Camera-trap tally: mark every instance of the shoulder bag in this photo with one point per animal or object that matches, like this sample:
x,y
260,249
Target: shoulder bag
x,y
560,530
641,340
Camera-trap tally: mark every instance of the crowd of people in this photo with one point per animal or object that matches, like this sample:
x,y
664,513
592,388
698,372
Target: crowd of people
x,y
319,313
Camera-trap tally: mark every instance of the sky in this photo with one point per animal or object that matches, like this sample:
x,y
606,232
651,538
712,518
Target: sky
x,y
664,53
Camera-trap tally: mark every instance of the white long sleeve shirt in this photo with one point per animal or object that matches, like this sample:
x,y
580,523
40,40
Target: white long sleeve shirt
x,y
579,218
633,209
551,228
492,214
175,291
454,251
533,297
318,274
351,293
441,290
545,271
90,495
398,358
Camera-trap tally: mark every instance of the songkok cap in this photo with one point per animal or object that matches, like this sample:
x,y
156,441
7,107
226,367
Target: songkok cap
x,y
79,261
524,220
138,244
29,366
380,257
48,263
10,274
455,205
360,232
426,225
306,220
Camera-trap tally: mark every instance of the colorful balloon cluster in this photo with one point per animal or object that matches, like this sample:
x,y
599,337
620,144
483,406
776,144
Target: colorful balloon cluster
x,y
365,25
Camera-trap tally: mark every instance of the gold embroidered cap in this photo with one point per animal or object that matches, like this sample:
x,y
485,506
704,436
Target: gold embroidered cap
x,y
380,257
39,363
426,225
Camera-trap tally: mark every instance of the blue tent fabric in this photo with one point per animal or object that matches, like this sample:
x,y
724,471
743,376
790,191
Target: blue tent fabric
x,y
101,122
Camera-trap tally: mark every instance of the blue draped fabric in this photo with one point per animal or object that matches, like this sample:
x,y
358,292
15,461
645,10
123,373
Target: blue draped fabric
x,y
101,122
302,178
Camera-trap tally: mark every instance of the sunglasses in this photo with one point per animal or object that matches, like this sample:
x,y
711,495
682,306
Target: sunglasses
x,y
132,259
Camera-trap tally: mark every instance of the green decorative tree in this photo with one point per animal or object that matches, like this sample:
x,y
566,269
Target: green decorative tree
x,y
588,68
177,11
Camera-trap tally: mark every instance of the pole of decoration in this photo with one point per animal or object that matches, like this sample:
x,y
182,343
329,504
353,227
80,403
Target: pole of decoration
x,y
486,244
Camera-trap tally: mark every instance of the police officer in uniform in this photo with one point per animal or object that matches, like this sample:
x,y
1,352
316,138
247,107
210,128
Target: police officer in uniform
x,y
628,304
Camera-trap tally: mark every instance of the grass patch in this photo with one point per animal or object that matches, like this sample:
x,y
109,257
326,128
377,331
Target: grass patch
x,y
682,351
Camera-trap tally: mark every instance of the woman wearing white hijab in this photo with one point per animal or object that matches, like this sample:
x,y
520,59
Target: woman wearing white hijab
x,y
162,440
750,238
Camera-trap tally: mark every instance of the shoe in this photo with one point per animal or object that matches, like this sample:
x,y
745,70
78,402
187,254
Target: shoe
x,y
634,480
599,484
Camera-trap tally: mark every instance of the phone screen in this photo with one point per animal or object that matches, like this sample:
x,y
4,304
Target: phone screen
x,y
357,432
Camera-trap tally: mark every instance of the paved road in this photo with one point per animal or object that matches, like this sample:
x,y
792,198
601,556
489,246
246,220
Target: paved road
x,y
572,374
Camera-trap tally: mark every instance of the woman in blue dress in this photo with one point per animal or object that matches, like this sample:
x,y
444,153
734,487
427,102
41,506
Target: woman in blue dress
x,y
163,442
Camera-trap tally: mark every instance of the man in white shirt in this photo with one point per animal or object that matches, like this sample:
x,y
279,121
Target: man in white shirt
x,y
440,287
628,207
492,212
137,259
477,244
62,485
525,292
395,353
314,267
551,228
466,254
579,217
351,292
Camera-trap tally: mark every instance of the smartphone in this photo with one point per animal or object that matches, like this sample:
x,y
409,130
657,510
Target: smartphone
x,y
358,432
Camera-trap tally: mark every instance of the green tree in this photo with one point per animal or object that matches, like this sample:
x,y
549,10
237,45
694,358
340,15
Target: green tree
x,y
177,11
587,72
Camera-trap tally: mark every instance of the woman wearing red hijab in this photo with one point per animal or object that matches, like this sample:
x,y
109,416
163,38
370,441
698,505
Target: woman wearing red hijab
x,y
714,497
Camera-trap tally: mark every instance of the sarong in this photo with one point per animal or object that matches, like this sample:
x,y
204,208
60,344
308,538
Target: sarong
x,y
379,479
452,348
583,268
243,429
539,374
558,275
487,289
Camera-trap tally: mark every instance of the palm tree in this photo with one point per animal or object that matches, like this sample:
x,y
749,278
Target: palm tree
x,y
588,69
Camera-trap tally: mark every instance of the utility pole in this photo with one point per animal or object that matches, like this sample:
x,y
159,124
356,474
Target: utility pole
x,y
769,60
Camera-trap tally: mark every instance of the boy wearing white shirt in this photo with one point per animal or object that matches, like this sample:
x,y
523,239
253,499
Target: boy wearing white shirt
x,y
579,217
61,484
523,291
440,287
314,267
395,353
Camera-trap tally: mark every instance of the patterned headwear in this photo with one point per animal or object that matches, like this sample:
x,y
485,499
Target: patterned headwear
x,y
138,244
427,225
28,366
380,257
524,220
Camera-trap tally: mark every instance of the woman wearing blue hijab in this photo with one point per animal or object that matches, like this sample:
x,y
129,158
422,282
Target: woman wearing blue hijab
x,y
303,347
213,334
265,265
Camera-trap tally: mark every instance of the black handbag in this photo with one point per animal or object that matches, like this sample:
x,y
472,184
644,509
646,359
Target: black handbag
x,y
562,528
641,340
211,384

● ● ●

[WHAT IS NEEDED]: Reproduce the complete data exactly as presented above.

[SOLUTION TO THIS EXERCISE]:
Camera-trap tally: mark every instance of the shoulder bag in this photo with one point per animal or object that matches, like this sample:
x,y
260,249
Target: shoulder bag
x,y
560,530
641,340
Camera-trap tally: mark every instance of the crowd of people in this photo with one point per animal or object that matches, like this sample:
x,y
664,513
592,388
698,372
Target: crowd of people
x,y
319,313
Camera-trap tally: mark every instance of the sky in this photo with one point per animal or object that matches, like this sample:
x,y
606,232
651,538
712,518
Target: sky
x,y
664,53
Camera-trap tally: mark every instance of the white long sleeve shirt in this photo with one point per animal or object that matches, like this sample:
x,y
580,523
40,40
Target: white long sleeve shirt
x,y
579,218
633,209
551,228
492,214
175,291
454,251
533,297
318,274
351,293
441,290
545,271
90,495
398,358
Camera-trap tally: mark every instance of the songkok cap in this photo with one point per animal or object that matches, like this sample:
x,y
156,441
7,107
226,367
Target: songkok cap
x,y
79,261
524,220
138,244
29,366
380,257
48,263
10,274
455,205
360,232
426,225
306,220
Camera-trap tally: mark every instance of the colorful balloon cluster in this photo with one point per animal or object that matches, like this sample:
x,y
599,337
620,144
483,406
776,144
Target: colorful balloon cluster
x,y
365,25
Camera-trap tally: mark every instance of the gold embroidered cap in this photo with one point per animal or object that matches, like this sample:
x,y
485,506
704,436
Target: gold embroidered cap
x,y
380,257
39,363
426,225
Camera-trap tally: mark every instance of the blue tent fabric in this photo with one point per animal or object that matches, like this sample:
x,y
724,471
743,376
790,191
Target: blue tent fabric
x,y
101,122
Camera-trap tally: mark every instance of the blue draped fabric in this photo with one point per animal or object that matches, like this sample:
x,y
358,292
15,461
645,10
123,373
Target: blue draped fabric
x,y
101,122
302,178
Camera-trap tally: mark every instance of the sunglasses in this photo with one point per animal or object that matches, like this sample:
x,y
711,495
682,306
Target: sunglasses
x,y
132,259
Camera-trap tally: mark every instance of the green decorative tree in this photo with one point per animal or object that matches, like this sample:
x,y
566,269
Target: green decorative tree
x,y
588,68
177,11
Camera-trap tally: mark every instance of the pole of decoration in this photo with one point per animal or object that matches, like this sample:
x,y
182,343
329,504
353,227
80,403
Target: pole of decoration
x,y
486,244
Camera-trap tally: mark every instance of the police officer in uniform in this photo with one point per animal or object that matches, like this sample:
x,y
1,352
316,138
247,107
210,128
Target: police officer in uniform
x,y
628,304
Camera-trap tally: mark every instance of the grass patch in this photo with one point per animal or object that matches, like this sample:
x,y
109,257
326,128
377,331
Target: grass patch
x,y
682,351
Camera-trap tally: mark every instance of the woman wearing white hijab in this photo with one point per animal or object that matches, like this sample:
x,y
520,59
Target: woman wearing white hijab
x,y
162,440
750,238
Camera-trap tally: mark every instance of the shoe in this photo with one point per animal or object that matches, like this sample:
x,y
745,70
78,402
187,254
Target: shoe
x,y
634,480
599,484
Camera-trap tally: mark every instance of the phone screen in this photo with one point per animal or object that matches, like this sample:
x,y
4,304
Target: phone screen
x,y
357,432
Camera-trap tally: mark every instance of the paved road in this photo with one point per animal or object that matches, like this sample:
x,y
792,198
601,556
489,246
246,220
Target: paved road
x,y
572,374
Camera-trap tally: mark every instance of the woman in blue dress in this photo with one point per animal or object that matches, like this sample:
x,y
444,153
734,487
427,102
41,506
Target: woman in blue dress
x,y
163,442
Camera-trap tally: mark every instance of the man in white shirt in this photo with one point per animal or object that matches, like this sample:
x,y
279,121
Target: man in white shirt
x,y
440,287
628,207
492,212
137,259
477,244
62,485
525,292
395,353
314,267
551,228
466,254
579,217
351,292
Camera-trap tally: mark every instance of the smartphone in this photo with one point per animal or object that matches, like this sample:
x,y
409,130
657,510
Target: smartphone
x,y
358,432
Camera-trap tally: mark every instance of the green tree in this photo with one point per animal or object that matches, like this sample:
x,y
549,10
237,45
694,358
340,15
Target: green tree
x,y
177,11
587,72
Camera-trap tally: mark every instance of the woman wearing red hijab in this photo with one point per animal or object that matches, like this sample:
x,y
109,416
163,38
370,441
698,505
Target: woman wearing red hijab
x,y
714,497
Camera-trap tally: mark every instance of the sarong in this photo with one point per animal or object that matches, like this sample:
x,y
204,208
60,344
308,538
Target: sarong
x,y
379,479
452,348
583,268
243,429
539,374
558,275
487,289
Camera-trap tally: mark every instance of the palm tree in this photo with one point per animal or object that matches, like this sample:
x,y
749,278
Target: palm tree
x,y
588,69
Camera-trap tally: mark every instance of the utility pole in this photo with one point per animal or object that matches, like this sample:
x,y
159,124
356,474
Target: utility pole
x,y
769,60
Camera-trap tally: mark every instance of the boy wearing white shirt in this photo with one point per animal or object that matches, like this sample:
x,y
523,239
253,499
Target: boy wearing white shirt
x,y
579,217
61,484
523,291
440,287
314,267
395,353
Camera-trap tally: mark every instance of the patterned headwear in this photo with one point per animal or object that matches, like this sample:
x,y
485,499
Target: patterned headwear
x,y
138,244
427,225
28,366
380,257
524,220
Camera-trap tally: mark every instance of the woman wearing blue hijab in this photo with one point per animal or object that matches, like this sample:
x,y
129,158
422,282
Target: woman wearing blue hijab
x,y
303,347
213,334
265,265
Camera-trap tally: mark every instance of the black handbag in this photo with one point per animal or object that matches, like this sample:
x,y
472,184
644,509
646,359
Target: black handbag
x,y
562,528
641,340
211,384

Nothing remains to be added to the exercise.